→ **REQUIRED WORK**
Copy each entry as it stands, leaving nothing out.

→ **RECORDS SHOWN**
········
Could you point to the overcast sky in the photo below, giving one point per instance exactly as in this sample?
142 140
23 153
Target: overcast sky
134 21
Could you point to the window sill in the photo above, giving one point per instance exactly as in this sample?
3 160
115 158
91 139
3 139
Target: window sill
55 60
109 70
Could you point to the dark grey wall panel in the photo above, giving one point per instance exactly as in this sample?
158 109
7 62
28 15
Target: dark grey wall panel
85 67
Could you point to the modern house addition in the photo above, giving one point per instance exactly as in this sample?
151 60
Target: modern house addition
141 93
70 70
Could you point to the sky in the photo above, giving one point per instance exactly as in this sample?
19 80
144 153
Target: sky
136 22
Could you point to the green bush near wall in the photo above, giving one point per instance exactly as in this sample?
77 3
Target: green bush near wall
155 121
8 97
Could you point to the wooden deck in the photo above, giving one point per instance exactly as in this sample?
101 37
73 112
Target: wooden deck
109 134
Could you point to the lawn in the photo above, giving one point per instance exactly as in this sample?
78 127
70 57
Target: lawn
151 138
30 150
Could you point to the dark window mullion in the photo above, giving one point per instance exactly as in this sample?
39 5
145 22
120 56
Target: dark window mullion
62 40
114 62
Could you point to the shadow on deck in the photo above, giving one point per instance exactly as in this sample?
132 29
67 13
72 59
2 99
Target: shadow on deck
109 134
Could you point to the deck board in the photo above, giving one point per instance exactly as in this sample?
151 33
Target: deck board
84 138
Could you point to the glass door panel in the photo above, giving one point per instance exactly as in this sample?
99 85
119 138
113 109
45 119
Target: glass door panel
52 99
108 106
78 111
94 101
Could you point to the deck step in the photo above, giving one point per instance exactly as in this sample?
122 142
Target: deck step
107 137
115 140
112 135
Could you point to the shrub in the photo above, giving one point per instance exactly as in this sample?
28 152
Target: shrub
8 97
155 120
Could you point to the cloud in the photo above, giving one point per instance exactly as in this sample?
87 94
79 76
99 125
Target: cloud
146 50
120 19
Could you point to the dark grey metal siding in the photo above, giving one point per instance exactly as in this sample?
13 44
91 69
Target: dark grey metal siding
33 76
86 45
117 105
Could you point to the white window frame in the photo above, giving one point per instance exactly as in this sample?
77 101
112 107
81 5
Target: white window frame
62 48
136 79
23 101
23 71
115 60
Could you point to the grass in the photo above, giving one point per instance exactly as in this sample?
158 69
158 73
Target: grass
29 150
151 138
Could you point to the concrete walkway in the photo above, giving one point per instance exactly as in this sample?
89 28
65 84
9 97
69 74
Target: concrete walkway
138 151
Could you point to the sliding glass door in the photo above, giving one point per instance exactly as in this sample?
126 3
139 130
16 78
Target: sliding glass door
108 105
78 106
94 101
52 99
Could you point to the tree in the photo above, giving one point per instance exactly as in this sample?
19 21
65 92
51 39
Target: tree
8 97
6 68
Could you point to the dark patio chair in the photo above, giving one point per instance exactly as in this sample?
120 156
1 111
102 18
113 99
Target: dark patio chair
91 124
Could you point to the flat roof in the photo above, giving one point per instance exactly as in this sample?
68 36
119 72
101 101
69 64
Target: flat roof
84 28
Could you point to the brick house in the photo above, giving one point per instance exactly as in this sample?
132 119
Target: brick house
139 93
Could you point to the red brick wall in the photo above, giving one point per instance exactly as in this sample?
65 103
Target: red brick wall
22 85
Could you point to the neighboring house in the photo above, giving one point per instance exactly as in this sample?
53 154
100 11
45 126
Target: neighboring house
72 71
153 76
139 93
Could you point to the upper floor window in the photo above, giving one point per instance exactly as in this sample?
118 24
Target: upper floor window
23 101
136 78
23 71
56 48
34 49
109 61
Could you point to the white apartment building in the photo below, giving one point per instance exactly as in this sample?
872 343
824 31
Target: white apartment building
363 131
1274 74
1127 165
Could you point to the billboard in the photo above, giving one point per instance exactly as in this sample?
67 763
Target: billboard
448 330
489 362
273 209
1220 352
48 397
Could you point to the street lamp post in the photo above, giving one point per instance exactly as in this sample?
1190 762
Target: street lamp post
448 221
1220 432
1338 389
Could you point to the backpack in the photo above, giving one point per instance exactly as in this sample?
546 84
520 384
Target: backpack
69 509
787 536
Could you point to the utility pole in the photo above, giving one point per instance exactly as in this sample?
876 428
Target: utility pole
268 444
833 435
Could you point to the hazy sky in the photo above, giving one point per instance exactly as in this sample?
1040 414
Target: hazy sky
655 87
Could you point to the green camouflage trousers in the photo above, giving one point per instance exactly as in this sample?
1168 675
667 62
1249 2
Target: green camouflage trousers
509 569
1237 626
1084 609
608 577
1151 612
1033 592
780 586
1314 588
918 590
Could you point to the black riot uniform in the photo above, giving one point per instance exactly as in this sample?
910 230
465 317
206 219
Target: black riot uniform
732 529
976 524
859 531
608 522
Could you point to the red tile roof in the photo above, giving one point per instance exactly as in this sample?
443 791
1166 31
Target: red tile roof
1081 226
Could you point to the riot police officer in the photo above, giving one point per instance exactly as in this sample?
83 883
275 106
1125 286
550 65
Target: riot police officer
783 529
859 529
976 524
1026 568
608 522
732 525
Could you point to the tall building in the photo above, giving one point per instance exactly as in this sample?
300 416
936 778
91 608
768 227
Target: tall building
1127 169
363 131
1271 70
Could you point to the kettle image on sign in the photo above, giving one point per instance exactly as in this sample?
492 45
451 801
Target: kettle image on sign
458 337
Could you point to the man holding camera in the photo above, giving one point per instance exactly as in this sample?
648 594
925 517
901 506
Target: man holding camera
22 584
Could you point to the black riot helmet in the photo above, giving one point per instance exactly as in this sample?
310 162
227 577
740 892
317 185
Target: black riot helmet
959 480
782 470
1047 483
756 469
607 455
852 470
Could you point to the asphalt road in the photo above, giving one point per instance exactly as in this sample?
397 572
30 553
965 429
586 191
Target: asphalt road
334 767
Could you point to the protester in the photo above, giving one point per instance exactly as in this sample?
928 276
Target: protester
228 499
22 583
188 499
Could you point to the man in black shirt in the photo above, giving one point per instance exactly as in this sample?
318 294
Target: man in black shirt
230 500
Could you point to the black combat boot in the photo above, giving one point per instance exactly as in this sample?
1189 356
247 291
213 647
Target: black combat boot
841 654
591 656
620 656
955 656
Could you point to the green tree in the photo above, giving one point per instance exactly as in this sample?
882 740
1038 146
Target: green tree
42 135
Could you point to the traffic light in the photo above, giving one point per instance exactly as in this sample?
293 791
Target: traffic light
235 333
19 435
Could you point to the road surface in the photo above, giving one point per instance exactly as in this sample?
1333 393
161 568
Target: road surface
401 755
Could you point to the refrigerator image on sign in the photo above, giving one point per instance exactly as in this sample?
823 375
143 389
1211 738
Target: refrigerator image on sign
········
→ **FINISHED ANSWER**
Could you point to the overcast sky in the photo below, giving one point per instance exactly as in this sample?
142 140
23 153
Target: overcast sky
134 21
Could you point to the window sill in the photo above, giving one point per instance exactly as in this sample?
3 160
115 158
91 139
3 139
Target: window sill
55 60
109 70
Could you point to the dark grey wall panel in the photo above, giving one point per instance exactly as in this sample?
158 109
7 62
28 15
Target: dark grey wall panel
85 67
Could you point to the modern house addition in the photo above, giving one point per instance exactly as in this sample?
151 60
Target: modern house addition
141 93
70 70
Could you point to the sky in the photo above, giving one point per instance exactly as in this sample?
19 80
144 153
Target: sky
136 22
Could you point to the green bush near wall in the photo above, giving one point per instance exactly as in this sample?
77 3
Target: green bush near wall
155 121
8 97
Could you point to the wooden deck in the photo above, giving one point per instance exactly as in this sample?
101 37
73 112
Target: wooden deck
109 134
Could you point to the lawn in the photo above, giving one point per instance exactly as in this sample?
78 127
70 57
Target: lawn
151 138
30 150
Could you point to the dark window mullion in the photo above, giving one point per instance exactly as in this sample?
39 5
145 22
120 56
Target: dark window mullion
62 40
114 62
Could you point to the shadow on deck in the photo above, giving one point per instance exactly as in this sample?
132 29
67 13
72 59
2 99
Target: shadow on deck
109 134
Could you point to the deck board in the photo above, giving one point per instance exactly as in this sample?
151 33
Target: deck board
84 138
Could you point to the glass door panel in the photo above, giving one point per instance exactly as in this sample?
99 85
119 138
113 109
45 119
Target: glass door panel
52 99
108 106
78 111
94 101
Could you point to the deck step in the photo above, giving one point per instance exactly as in this sample?
122 142
Target: deck step
107 137
115 140
112 135
Could you point to the shrub in the photo above, giving one point per instance exactly as in this sample?
28 152
Target: shrub
8 97
155 120
Could you point to the cloud in the photo above, giving one point per instance exactly as in this sample?
87 94
79 76
99 125
Target: cloud
146 50
120 19
Could you point to the dark grey metal siding in the photo above, giving one point per instance exactly as in this sample?
13 44
91 69
Target: dark grey metal siding
33 76
86 45
117 105
Could you point to the white window frame in the photo above, giving one point per instance exactly as in this sample?
77 101
112 107
81 5
Target: white window frame
62 48
136 79
23 101
23 71
115 60
Could you point to the grass in the photo above, giving one point per instance exactly as in this sample?
158 69
158 73
Target: grass
29 150
151 138
Could you point to the concrete walkway in the photo above, giving one point per instance exactly as in this sample?
89 28
65 84
9 97
69 74
Target: concrete walkway
138 151
Could you point to the sliding glass door in the photo above, giving one point per instance exactly as in this sample?
126 3
139 130
16 78
Target: sliding glass door
108 105
78 106
94 101
52 99
Could you point to the tree in the photo above, giving one point per instance exactly as in this sample?
19 21
65 92
51 39
Target: tree
8 97
6 68
Could you point to the dark patio chair in the photo above, giving one point per instance exactly as in this sample?
120 156
1 111
102 18
113 99
Target: dark patio chair
91 124
Could you point to the flat roof in the photo above, giving one point per instance exactly as in this sample?
68 36
119 72
101 101
69 64
Target: flat roof
84 28
Could you point to the brick house in the photo above, giving one point per instance exactly as in this sample?
132 119
Target: brick house
139 93
Could you point to the red brick wall in the photo above, giving one point per instance exactly as in this sample?
65 103
Target: red brick wall
22 85
Could you point to the neighboring house in the photo above, giving one point per instance exactly as in this sample?
53 154
100 11
45 126
Target: neighboring house
72 71
153 76
139 93
Could you point to the upper floor window in the photo above, giving one point per instance exactly as in this sample?
118 24
Target: upper floor window
23 101
136 78
23 71
56 48
34 49
109 61
Could you point to the white apartment building in the photo below, giving one point per instance exactly as in this sample?
872 343
824 31
Target: white apartment building
363 131
1274 74
1127 165
Could you point to the billboard in the photo above, giving one point per instance exactly as in this sample?
67 763
Target: billboard
448 330
489 362
273 209
1220 352
48 397
Could you point to the street lamp post in the photo above, giving one point per instance exactly as in this sample?
1190 762
Target: street lamp post
448 221
1220 432
1338 389
Could you point to the backpack in the photo above, giving one point per instance exactly as in this sample?
546 84
520 384
Target: backpack
69 509
787 536
Could you point to the utility pole in the photo above, giving one point per instance exactly as in this sample?
876 428
Target: utility pole
268 444
833 435
Could you point to the hazy sky in the photo above, giving one point per instance exactly as in this sample?
1040 414
Target: hazy sky
655 87
Could you point to the green camouflage trousers in the photo above, giving one point per instance exactly as in this sample?
1168 675
667 62
1249 2
Target: green camouflage trousers
509 569
1237 626
1084 609
608 577
1151 612
1033 592
780 586
1314 588
918 590
Could you point to the black riot uniform in the photo above, giving one point per instance exactly as in this sample?
910 230
465 317
206 219
Target: black riot uniform
732 529
976 524
859 531
608 522
Could you point to the red tile roof in the photo above, giving one point per instance exactly as in this sample?
443 791
1166 31
Target: red tile roof
1081 226
Could you point to the riot police officer in the photo above, giving one point per instance exactly as in this sample?
83 883
275 106
1125 286
550 65
Target: riot police officer
783 529
859 529
976 524
1026 568
608 522
732 525
Could you point to the tall building in the photo above, giving one point per instance exactly as in this sample?
300 416
936 778
91 608
768 227
Target: tall building
1127 169
363 131
1271 70
Could you point to the kettle image on sign in the photo above, giving one point per instance exactly as in this sample?
492 45
451 801
Target: kettle image on sign
458 337
Could you point to the man holding camera in the photo above, giving one point per instance exactly as in this sample?
648 594
925 517
901 506
Target: man holding camera
22 584
Could you point to the black riot helmet in the photo above, giving one point per instance exactly as in this sample?
310 162
227 577
740 892
317 185
Target: black riot helmet
959 480
782 470
1047 483
756 469
607 455
852 470
Could you point to the asphalt road in the photo above, giving one point per instance exactly as in this sample?
397 572
30 553
965 429
586 191
Target: asphalt road
334 767
Could you point to the protester in the photo above, giving one point per instance exactly as in this sample?
928 276
Target: protester
228 499
22 583
188 499
Could you point to the man in black shirt in the photo above, giving one point per instance exactly as in this sample?
318 294
Target: man in black shirt
230 500
Could you point to the black combat boot in the photo above, giving one point per instance exactly as in this sample?
1189 356
247 291
213 647
Target: black combat boot
841 654
591 656
620 656
955 656
Could you point to the green tree in the photo above, giving one point per instance exactly as in this sample?
882 740
1038 146
Target: green tree
42 135
Could you point to the traffic light in the photo above, giving one point per instance exactly as in this sample?
293 791
Target: traffic light
235 333
19 435
Could you point to the road surface in the photo above, giving one point per instance exactly as in this sample?
1333 393
161 568
Target: road surface
401 755
Could you point to the refrigerator image on sign in the photo above, giving one point per instance exactly as in this sample?
823 375
143 389
1211 738
Target: refrigerator image on sign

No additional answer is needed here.